**WRITTEN TASK**
Which lines of the items contain the string "small"? Copy each one in full, treating uppercase and lowercase as different.

**SUPPLIED MATERIAL**
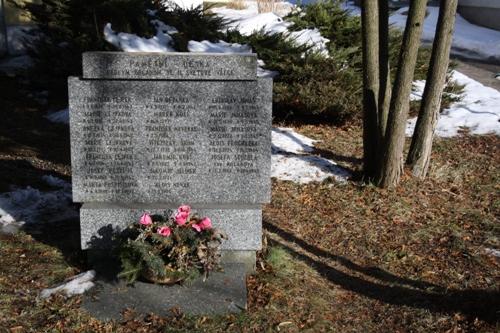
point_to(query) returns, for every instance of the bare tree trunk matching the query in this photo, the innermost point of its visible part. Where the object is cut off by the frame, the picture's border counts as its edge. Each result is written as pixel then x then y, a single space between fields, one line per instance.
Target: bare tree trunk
pixel 421 144
pixel 392 158
pixel 370 27
pixel 384 69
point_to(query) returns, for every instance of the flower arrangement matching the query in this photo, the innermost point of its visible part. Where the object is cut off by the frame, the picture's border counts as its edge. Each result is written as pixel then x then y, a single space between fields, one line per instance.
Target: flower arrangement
pixel 168 250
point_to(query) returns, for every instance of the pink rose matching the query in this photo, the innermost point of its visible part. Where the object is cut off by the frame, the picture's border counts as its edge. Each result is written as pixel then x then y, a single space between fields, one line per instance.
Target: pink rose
pixel 181 218
pixel 205 223
pixel 145 219
pixel 164 231
pixel 184 209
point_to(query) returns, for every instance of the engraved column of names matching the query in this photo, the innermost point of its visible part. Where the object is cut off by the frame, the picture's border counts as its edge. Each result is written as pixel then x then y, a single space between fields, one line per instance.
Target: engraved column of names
pixel 170 146
pixel 107 145
pixel 234 138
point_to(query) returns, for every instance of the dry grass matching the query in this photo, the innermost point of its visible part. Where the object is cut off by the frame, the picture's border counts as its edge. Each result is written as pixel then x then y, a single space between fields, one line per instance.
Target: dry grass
pixel 266 6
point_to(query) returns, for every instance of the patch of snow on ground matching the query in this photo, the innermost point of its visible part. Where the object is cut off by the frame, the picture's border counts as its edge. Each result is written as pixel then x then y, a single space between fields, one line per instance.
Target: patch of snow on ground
pixel 479 111
pixel 59 116
pixel 287 140
pixel 219 47
pixel 75 286
pixel 248 21
pixel 31 205
pixel 162 42
pixel 418 90
pixel 468 39
pixel 291 161
pixel 186 4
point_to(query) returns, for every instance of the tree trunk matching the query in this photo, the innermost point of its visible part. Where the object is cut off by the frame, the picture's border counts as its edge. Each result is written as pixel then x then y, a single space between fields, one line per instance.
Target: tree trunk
pixel 384 69
pixel 392 158
pixel 370 27
pixel 421 144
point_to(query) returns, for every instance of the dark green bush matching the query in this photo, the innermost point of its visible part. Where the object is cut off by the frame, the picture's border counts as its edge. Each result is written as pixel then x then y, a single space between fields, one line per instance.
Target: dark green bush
pixel 316 88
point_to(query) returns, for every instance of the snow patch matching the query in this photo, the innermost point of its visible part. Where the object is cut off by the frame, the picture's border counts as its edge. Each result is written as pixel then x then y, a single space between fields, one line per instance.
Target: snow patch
pixel 75 286
pixel 287 140
pixel 186 4
pixel 290 159
pixel 29 205
pixel 61 116
pixel 162 42
pixel 249 21
pixel 468 39
pixel 479 111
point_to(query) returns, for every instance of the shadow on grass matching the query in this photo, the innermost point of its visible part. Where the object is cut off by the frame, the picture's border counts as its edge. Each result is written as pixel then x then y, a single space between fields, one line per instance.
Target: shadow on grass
pixel 391 289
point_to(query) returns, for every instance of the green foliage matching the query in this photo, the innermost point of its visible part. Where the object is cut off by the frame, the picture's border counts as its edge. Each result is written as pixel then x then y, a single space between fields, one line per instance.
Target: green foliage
pixel 71 27
pixel 181 255
pixel 315 88
pixel 280 261
pixel 334 23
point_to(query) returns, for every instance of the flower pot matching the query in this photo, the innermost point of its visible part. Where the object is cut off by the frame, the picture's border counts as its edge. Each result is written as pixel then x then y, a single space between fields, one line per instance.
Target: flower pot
pixel 168 280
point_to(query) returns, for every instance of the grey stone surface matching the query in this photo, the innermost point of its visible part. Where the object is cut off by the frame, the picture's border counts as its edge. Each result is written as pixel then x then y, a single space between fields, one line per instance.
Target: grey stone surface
pixel 247 258
pixel 171 66
pixel 98 223
pixel 221 293
pixel 171 141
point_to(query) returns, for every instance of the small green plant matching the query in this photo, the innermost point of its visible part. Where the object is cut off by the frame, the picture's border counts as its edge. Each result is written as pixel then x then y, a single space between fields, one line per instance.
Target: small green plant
pixel 170 250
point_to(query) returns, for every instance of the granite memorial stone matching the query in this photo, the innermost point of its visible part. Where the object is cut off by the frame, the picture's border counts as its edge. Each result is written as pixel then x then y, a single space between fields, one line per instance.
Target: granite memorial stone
pixel 151 131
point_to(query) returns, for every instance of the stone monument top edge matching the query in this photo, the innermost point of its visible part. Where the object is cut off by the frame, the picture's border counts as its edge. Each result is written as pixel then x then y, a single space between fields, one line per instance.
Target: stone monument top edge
pixel 169 66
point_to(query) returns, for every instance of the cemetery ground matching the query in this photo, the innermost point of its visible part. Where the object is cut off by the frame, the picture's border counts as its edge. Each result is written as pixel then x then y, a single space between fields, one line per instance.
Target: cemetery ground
pixel 337 257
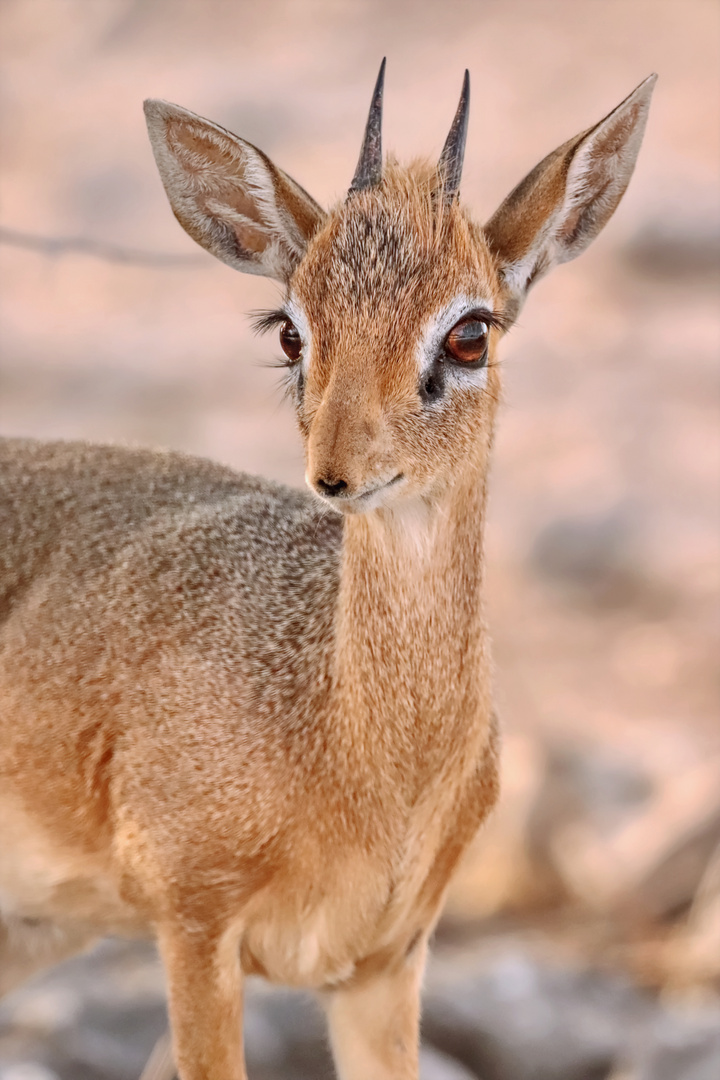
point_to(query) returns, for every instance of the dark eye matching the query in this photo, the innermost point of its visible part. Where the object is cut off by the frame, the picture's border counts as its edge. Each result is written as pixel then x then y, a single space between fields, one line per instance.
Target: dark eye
pixel 467 341
pixel 289 340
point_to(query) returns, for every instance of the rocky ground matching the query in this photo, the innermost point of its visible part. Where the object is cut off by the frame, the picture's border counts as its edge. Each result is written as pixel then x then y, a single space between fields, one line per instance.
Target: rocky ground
pixel 582 937
pixel 499 1011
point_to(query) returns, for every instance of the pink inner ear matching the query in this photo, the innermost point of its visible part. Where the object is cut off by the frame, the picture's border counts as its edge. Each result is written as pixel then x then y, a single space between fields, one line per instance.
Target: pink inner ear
pixel 250 240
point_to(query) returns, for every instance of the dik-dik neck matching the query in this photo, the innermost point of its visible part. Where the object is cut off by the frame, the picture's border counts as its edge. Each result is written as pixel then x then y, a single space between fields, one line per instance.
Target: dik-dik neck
pixel 411 660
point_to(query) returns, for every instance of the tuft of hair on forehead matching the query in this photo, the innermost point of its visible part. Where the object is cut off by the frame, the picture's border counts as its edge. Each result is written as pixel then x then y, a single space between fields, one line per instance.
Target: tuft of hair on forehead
pixel 398 242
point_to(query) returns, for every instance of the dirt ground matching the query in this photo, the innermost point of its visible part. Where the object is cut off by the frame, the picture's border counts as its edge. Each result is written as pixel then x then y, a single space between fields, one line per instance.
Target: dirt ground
pixel 603 530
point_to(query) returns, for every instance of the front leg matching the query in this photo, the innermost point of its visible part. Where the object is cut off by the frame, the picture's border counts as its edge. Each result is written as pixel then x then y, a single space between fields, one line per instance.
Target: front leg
pixel 375 1024
pixel 204 991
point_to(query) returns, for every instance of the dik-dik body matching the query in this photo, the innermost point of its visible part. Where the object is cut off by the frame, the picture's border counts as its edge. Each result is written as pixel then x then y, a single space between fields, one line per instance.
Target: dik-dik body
pixel 254 723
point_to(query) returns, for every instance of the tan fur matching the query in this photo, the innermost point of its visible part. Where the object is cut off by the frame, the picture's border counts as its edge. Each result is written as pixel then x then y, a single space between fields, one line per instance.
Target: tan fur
pixel 231 716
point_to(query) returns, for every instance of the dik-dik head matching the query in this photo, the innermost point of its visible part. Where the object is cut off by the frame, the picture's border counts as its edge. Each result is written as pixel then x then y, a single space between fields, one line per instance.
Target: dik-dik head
pixel 395 299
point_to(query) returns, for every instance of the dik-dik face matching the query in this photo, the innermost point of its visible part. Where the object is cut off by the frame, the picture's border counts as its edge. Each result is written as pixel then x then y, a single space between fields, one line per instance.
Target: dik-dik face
pixel 390 333
pixel 395 300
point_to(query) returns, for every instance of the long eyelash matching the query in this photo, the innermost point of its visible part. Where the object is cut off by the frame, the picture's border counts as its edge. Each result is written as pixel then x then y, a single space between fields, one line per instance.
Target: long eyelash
pixel 265 321
pixel 497 319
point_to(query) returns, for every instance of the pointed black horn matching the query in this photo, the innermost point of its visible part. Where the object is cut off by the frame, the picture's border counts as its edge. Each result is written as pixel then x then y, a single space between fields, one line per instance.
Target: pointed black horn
pixel 449 166
pixel 369 163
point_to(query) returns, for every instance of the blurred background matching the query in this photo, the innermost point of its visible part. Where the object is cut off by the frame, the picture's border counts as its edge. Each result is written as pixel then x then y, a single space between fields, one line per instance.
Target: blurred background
pixel 582 935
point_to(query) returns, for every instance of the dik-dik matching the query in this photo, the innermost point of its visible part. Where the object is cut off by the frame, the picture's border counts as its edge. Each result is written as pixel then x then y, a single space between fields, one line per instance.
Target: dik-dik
pixel 254 723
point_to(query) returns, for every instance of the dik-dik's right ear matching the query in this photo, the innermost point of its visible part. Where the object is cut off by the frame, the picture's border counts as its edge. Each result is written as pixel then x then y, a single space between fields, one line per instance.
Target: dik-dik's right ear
pixel 229 196
pixel 561 205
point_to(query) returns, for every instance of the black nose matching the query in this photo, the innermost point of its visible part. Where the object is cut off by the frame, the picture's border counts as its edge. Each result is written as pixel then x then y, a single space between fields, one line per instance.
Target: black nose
pixel 331 487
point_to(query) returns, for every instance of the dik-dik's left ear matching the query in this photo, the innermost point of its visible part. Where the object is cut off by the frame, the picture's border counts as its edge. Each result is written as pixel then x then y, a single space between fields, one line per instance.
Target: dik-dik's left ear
pixel 229 196
pixel 561 205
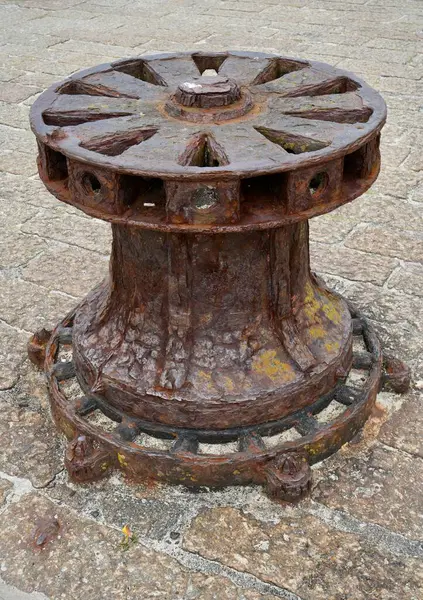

**EXERCISE RESULT**
point_to(query) returns, for every instance of the small green plant matching the query in this photo, the innermost point of its visible part. Where the object is cut off by the frame, the picture's border counts as its edge. Each result is written as pixel then x then y, a single space between fields, one line per instance.
Target: small green plant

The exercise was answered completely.